* **Task goal**: In the data that follows, every line containing the word "handle" should be returned.

* **Extracted entries**:
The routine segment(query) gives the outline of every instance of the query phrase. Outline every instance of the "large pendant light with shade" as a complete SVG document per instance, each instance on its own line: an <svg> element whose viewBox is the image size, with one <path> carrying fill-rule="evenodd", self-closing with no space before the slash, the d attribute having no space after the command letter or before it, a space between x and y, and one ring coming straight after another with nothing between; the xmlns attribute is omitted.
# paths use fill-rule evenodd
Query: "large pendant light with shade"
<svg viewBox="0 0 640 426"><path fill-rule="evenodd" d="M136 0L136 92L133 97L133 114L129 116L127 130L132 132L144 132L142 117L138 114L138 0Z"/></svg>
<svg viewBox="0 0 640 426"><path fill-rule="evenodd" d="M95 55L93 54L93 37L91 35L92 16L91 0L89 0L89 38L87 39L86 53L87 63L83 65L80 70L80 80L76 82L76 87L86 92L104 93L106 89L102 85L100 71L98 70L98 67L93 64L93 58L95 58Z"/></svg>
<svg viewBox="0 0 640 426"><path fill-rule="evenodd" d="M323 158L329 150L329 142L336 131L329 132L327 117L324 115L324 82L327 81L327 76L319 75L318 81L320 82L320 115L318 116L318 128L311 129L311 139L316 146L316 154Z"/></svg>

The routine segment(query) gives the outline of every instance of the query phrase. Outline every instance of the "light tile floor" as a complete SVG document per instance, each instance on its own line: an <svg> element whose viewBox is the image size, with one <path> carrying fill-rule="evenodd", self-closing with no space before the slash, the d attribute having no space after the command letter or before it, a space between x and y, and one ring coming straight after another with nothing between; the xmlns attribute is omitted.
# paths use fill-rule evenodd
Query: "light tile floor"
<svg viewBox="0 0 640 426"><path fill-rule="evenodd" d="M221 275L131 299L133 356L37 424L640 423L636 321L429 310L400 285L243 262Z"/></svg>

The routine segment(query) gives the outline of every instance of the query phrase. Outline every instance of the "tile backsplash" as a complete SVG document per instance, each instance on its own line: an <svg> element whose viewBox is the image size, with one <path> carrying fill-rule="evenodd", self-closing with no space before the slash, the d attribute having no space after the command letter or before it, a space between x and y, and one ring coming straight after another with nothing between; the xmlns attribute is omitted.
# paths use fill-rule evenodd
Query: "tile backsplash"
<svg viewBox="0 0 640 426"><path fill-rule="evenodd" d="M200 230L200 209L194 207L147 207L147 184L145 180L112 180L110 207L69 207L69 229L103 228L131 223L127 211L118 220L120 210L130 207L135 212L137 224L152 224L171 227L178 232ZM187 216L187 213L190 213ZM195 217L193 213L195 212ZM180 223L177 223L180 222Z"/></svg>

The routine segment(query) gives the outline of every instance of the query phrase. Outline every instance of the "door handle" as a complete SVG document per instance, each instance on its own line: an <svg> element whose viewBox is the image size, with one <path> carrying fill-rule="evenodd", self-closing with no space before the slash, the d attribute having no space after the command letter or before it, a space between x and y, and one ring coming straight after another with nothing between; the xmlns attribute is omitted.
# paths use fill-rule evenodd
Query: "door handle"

* **Task answer**:
The routine segment(query) gives the outline of every instance of the query phrase. Outline every instance of the "door handle" as a complete SVG document per instance, each instance on its own line: an <svg> element whose viewBox is the image size, with one <path> carrying fill-rule="evenodd", self-closing with no space before the slash, the d attribute having no space after the command letter or before it, a space between x and y, and one ring coming straight after another with nothing between; the xmlns attribute is omitted.
Query: "door handle"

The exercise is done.